■ **TEKS YANG DISEDIAKAN**
******************************
Surabaya sebagai kota metropolitan terbesar kedua di Indonesia, merupakan pusat pertumbuhan orde pertama yang telah menjadi “magnet” terkuat bagi penduduk di daerah penyangga (hinterland), terutama daerah perdesaan sekitar kota tersebut. Keberadaan Kota Surabaya tersebut merupakan bagian dari daerah perkotaan (urban) di Indonesia, khususnya di P.Jawa. Secara makro, pertumbuhan penduduk perkotaan di P.Jawa terus berkembang sehingga Jawa telah dijuluki sebagai urban island. Mereka datang ke Kota Surabaya karena di tempat tersebut banyak pilihan untuk memperoleh berbagai kesempatan dalam upaya memperbaiki kehidupannya. Mereka datang ke Kota Surabaya dengan berbagai motif, meskipun motif ekonomi adalah unsur yang paling dominan. Mereka mempunyai persepsi dan harapan untuk memperoleh pendapatan yang lebih tinggi daripada di daerah asal, terutama perdesaan. Meskipun demikian, pesatnya pertumbuhan penduduk Kota Surabaya selain disebabkan oleh proses migrasi, juga karena pertambahan alami. Kota Surabaya itu sendiri telah berkembang dalam proses interaksi dari komponen keadaan penduduk, teknologi, lingkungan dan organisasi perkotaan sehingga telah melahirkan “ ecological urban complex”.
******************************
■ **Catatan titik berlabel**
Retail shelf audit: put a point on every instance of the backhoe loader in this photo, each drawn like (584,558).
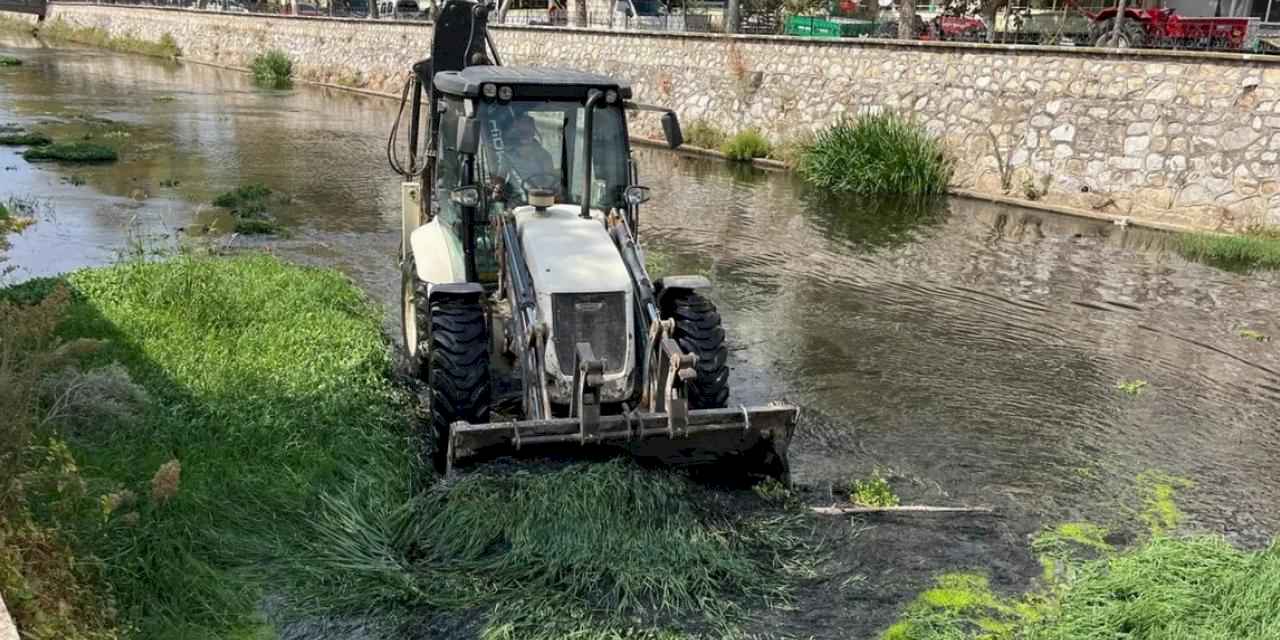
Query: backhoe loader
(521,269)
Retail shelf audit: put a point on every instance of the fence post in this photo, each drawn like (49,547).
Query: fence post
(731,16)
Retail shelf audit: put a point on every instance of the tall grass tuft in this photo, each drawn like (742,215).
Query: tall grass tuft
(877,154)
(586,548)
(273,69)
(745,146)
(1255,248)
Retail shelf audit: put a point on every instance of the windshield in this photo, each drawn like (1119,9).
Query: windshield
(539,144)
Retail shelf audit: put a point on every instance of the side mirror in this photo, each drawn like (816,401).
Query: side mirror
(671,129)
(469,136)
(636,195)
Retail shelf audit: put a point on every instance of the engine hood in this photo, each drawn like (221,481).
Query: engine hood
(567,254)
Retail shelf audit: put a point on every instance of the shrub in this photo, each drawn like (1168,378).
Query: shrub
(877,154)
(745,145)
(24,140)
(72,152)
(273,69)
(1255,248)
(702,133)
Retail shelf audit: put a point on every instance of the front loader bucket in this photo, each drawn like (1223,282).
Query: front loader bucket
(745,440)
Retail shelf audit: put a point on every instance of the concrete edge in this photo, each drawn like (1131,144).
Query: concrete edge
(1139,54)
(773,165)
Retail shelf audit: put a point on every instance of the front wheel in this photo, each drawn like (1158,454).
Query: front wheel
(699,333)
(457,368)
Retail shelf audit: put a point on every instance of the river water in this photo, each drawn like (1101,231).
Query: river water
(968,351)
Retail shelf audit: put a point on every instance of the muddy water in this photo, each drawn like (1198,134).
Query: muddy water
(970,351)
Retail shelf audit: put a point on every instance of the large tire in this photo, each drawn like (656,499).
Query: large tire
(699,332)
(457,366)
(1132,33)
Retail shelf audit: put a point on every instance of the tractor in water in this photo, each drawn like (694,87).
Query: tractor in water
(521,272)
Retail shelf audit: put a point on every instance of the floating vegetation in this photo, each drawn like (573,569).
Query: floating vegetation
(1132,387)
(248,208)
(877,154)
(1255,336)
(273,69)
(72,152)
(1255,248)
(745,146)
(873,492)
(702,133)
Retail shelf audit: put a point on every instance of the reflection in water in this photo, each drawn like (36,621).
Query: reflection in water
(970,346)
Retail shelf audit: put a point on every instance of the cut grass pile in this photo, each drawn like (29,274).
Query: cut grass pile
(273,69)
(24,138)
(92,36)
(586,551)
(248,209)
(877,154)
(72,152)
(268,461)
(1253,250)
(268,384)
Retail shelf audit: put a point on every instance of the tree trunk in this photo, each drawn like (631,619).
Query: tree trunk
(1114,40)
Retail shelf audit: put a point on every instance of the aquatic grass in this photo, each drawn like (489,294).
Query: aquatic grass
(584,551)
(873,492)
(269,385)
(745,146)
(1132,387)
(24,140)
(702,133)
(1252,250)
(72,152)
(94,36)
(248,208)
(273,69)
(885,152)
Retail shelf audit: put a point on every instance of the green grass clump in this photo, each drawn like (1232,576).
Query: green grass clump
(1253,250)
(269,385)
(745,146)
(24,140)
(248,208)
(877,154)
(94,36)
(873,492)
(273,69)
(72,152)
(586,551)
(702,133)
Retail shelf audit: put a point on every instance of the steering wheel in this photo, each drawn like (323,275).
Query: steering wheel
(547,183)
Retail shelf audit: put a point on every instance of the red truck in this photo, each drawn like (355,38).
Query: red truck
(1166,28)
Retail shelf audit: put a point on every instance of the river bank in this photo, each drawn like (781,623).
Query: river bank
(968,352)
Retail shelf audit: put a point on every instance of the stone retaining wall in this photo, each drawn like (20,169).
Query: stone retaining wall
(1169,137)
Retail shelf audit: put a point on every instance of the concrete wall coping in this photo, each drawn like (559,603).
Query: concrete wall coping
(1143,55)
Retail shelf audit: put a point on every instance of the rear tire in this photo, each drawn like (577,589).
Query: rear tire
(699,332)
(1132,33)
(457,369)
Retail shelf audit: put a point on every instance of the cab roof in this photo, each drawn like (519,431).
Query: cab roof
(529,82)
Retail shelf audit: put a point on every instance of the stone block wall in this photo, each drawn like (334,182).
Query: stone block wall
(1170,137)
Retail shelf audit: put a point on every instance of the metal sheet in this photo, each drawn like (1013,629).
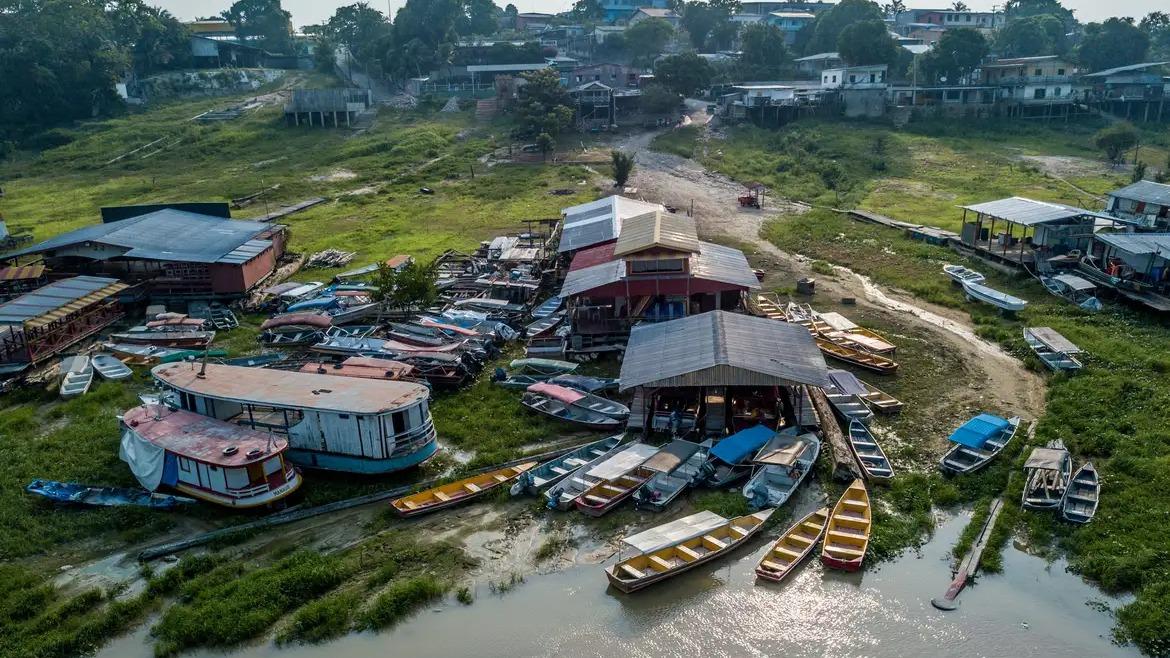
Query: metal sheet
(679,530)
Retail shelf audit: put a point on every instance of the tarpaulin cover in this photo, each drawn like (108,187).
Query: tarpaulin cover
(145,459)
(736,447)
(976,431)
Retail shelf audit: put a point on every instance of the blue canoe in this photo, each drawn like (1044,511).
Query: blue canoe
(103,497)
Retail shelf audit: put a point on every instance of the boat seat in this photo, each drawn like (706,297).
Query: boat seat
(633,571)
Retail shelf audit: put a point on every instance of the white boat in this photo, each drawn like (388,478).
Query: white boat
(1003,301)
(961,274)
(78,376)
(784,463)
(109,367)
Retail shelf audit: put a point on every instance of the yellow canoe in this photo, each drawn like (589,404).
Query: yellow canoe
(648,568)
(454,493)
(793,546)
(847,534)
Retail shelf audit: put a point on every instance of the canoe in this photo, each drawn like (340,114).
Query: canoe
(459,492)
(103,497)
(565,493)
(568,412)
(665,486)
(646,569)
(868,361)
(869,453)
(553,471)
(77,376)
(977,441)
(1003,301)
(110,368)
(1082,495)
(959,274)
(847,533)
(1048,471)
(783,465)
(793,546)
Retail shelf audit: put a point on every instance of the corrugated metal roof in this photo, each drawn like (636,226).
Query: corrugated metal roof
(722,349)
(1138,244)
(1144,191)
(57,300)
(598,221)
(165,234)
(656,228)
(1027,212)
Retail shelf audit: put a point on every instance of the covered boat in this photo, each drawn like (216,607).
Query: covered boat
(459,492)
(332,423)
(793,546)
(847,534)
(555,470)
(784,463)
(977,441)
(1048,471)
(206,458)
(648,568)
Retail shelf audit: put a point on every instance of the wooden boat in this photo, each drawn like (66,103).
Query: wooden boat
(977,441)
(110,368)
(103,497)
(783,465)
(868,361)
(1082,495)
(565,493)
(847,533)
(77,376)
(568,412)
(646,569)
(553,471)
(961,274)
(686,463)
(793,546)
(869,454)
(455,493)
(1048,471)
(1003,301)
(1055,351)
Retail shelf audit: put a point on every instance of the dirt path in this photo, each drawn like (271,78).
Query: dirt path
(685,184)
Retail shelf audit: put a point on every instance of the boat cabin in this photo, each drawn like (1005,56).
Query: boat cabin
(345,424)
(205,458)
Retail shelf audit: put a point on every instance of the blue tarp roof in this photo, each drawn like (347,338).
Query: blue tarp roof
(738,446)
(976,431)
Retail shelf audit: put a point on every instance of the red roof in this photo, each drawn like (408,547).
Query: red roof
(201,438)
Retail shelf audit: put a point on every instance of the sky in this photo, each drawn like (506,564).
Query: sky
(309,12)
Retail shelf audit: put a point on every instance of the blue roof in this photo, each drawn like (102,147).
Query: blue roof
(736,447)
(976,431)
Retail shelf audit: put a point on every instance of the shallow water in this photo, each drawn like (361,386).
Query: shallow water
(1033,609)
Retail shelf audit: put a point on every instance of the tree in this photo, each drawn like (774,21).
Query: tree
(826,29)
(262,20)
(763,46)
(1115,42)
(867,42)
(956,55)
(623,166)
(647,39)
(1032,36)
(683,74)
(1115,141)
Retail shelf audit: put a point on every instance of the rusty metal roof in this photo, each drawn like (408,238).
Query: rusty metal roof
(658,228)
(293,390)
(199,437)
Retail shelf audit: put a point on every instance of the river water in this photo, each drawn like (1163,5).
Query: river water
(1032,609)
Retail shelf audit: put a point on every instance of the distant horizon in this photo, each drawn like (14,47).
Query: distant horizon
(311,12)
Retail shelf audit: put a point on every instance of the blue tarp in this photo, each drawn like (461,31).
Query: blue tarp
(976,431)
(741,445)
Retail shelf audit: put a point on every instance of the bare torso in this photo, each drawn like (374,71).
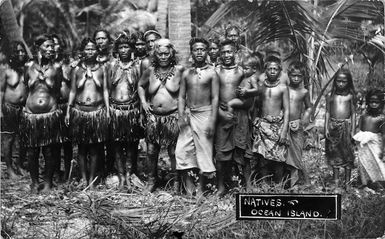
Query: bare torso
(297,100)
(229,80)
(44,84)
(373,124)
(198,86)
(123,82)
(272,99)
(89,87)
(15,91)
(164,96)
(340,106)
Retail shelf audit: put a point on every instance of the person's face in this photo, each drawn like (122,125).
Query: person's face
******************************
■ **BAGIAN LATIHAN**
1. Menurut teks tentang pertumbuhan penduduk Kota Surabaya, motif apa yang paling dominan bagi orang yang datang ke kota itu?
2. Teruskan teks tentang pertumbuhan penduduk Kota Surabaya mulai dari kalimat terakhirnya.

■ **JAWABAN TIAP TUGAS**
1. Motif ekonomi.

2.
Sejalan dengan kondisi yang demikian maka di Kota Surabaya, seperti halnya kota-kota metropolitan yang lain, muncul kamajemukan masyarakat. Sebagian dari sekmen masyarakat yang majemuk tersebut adalah penduduk yang tinggal di daerah perkampungan kumuh baik yang legal maupun yang ilegal. Penduduk yang bermukim di kampung yang ilegal lazim disebut penduduk liar atau penduduk spontan atau squatters. Hal tersebut telah menjadi fenomena sosial yang universal, artinya telah terjadi di banyak negara. Keberadaan masyarakat kumuh tersebut merupakan realita sosial yang tidak dapat dihilangkan, sepanjang penduduk daerah penyangga Kota Surabaya masih hidup dalam kondisi marginal atau telah terjadi proses ketimpangan dalam kehidupan sosial-ekonomi. Pembangunan investasi yang bergerak pesat telah terjadi di Surabaya sehingga telah memperlebar jurang ketimpangan dengan kondisi sosial-ekonomi daerah perdesaan. Oleh karena itu ketimpangan tersebut telah menimbulkan proses migrasi , antara lain penduduk non-permanen pada strata sosial-ekonomi bawah.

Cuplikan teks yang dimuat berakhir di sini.